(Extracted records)
_ _ _

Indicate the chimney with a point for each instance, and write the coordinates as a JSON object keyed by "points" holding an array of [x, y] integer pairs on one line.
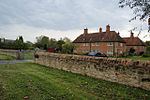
{"points": [[100, 30], [107, 28], [132, 34], [86, 31]]}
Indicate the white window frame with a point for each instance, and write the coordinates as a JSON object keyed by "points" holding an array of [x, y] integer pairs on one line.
{"points": [[87, 44], [120, 52], [93, 44], [96, 50], [135, 47], [109, 43], [108, 52], [84, 51], [83, 44], [121, 44], [87, 51]]}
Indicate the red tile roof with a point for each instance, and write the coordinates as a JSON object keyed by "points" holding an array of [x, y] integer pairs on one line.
{"points": [[134, 41], [110, 36]]}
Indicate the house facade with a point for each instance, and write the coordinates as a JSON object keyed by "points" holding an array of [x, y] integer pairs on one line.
{"points": [[108, 42], [135, 44]]}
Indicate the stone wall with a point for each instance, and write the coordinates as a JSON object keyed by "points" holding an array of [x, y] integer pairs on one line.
{"points": [[124, 71], [13, 53]]}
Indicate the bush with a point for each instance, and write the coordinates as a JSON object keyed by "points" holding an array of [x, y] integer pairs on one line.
{"points": [[146, 55]]}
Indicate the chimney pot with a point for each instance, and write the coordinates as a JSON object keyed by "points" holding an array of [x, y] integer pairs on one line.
{"points": [[107, 28], [100, 30], [86, 31], [132, 34]]}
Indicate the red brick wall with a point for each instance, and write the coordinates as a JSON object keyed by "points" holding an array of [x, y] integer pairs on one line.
{"points": [[102, 47], [138, 49]]}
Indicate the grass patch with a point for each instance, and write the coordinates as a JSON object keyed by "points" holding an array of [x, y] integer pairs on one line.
{"points": [[43, 83], [29, 55], [137, 58], [6, 57]]}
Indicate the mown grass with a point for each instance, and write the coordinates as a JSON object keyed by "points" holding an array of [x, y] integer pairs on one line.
{"points": [[29, 55], [38, 82], [137, 58], [6, 57]]}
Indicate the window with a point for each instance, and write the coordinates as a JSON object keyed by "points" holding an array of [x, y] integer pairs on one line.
{"points": [[83, 44], [93, 44], [134, 47], [121, 44], [109, 52], [75, 51], [110, 44], [97, 44], [97, 50], [116, 44], [84, 51], [87, 51], [87, 44], [93, 50]]}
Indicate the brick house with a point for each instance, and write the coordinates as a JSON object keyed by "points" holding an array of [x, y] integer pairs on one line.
{"points": [[108, 42], [135, 43]]}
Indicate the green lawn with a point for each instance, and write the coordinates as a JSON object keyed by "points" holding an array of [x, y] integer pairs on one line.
{"points": [[38, 82], [29, 55], [137, 58], [6, 57]]}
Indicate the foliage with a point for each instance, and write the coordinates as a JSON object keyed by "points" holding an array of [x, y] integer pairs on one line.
{"points": [[68, 46], [148, 50], [20, 80], [145, 57], [6, 57], [141, 8], [147, 43]]}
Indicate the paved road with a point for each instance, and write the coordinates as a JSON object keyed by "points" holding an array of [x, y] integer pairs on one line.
{"points": [[14, 61]]}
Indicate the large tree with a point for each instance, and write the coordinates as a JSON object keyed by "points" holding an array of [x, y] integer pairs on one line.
{"points": [[42, 42], [141, 8]]}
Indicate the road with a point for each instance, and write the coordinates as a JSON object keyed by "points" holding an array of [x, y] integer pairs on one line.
{"points": [[14, 61]]}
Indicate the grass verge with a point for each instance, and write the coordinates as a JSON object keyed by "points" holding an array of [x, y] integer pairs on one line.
{"points": [[137, 58], [6, 57], [36, 82]]}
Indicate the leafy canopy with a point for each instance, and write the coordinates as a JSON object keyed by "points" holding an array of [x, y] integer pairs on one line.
{"points": [[141, 8]]}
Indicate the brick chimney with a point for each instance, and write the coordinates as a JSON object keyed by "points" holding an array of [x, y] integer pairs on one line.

_ _ _

■ Work order ■
In transcribing the lines above, omit the images and keep all else exact.

■ Reply to the exercise ■
Indicate the chimney with a point for each instance, and write the coordinates as a JSON object keyed by "points" holding an array of [x, y] integer pairs on one line.
{"points": [[100, 30], [107, 28], [132, 34], [86, 31]]}
Indicate the white window frame with a point for each instance, and write the coordinates as a JSON object keyed by "points" holding an array of [x, y] integer pairs on one line.
{"points": [[87, 44], [120, 52], [93, 44], [96, 50], [135, 47], [109, 43], [108, 52], [84, 51], [83, 44], [121, 44], [87, 51]]}
Indicate the red tile roof with a point for each instance, and write the coordinates as a JSON object keyed by "points" holding an array of [x, y] integer pairs on one line.
{"points": [[134, 41], [110, 36]]}
Indicate the house facade with a point for each instance, and write the coordinates as a JSON object keyed by "points" holding an array of [x, y] integer pairs on one line.
{"points": [[108, 42], [135, 44]]}
Indicate the stone wall with a point for each instance, and write the coordinates as a JSON object keyed by "points" holding an array of [x, y] integer pairs on one line.
{"points": [[124, 71], [13, 53]]}
Indicate the bush with a point for each instance, and write the coordinates as a JSON object keyed by "points" holding an array of [x, y] integer pairs on one line.
{"points": [[146, 55]]}
Indicate the chimney pot with a point for each instance, and write the coordinates as a JSON object keyed by "points" holding an array of [x, y] integer pairs on one line.
{"points": [[107, 28], [100, 30], [86, 31], [132, 34]]}
Indicate the red brick wall with a point for each instance, and write the coordinates as a JSON object keyed by "points" holding an array of [x, y] integer pairs on one line.
{"points": [[102, 47], [138, 49]]}
Indicate the grass patch with a point for each instance, and write the coordinates as a JSON object keyed by "points" holding an array of [x, y] integer pairs on one line.
{"points": [[43, 83], [29, 55], [137, 58], [6, 57]]}
Indicate the mown grass with a point for each instance, and write the coordinates as a JSON object keyed by "points" holding an array of [x, y] integer pairs on one line.
{"points": [[29, 55], [38, 82], [137, 58], [6, 57]]}
Indicate the window with a point for each instance, and write the coordinates as a JSON object keyed by "points" holding an array of [x, y] integer pairs on one line.
{"points": [[83, 44], [93, 44], [134, 47], [121, 44], [109, 52], [75, 51], [110, 44], [97, 44], [97, 50], [116, 44], [84, 51], [87, 51], [87, 44], [93, 50]]}
Indicate the brick house with a point for each instance, and write the coordinates as a JSON object keyed by "points" holding an array of [x, y] integer pairs on one line.
{"points": [[108, 42], [135, 43]]}
Indicate the green lawn with a point for each instance, and write the coordinates as a JSON object keyed by "points" holding an array of [x, y] integer pairs on one line.
{"points": [[38, 82], [29, 55], [137, 58], [6, 57]]}
Indicate the foliage with a point for each instance, and write the coordinates as a JSON object keyed by "points" holding an array of [x, y] integer pairs on one line.
{"points": [[68, 46], [148, 50], [20, 80], [145, 57], [6, 57], [141, 8], [147, 43]]}
Indicate the paved road with a point for each instance, and write the coordinates as a JSON object keyed by "points" holding an array of [x, y] integer pairs on one line.
{"points": [[14, 61]]}
Indicate the large tree with a point for each instance, and write the coordinates as a JSON object keyed by "points" holding an array of [x, y] integer pairs on one line.
{"points": [[42, 42], [141, 8]]}
Indicate the road with a point for each instance, and write the coordinates as a JSON object keyed by "points" holding an array of [x, y] integer pairs on one line.
{"points": [[14, 61]]}
Indicate the grass verge with a point for each instance, and write the coordinates as a JSON object keyed by "points" holding an array of [x, y] integer pairs on one line.
{"points": [[137, 58], [6, 57], [36, 82]]}
Indicate the leafy canopy with a point for each instance, and write the coordinates as a JSON object keyed by "points" holding an array of [x, y] integer pairs on one line.
{"points": [[141, 8]]}
Indicate the brick chimney with a point for each instance, and write the coordinates as a JSON object keyed by "points" holding an array of [x, y] integer pairs on one line.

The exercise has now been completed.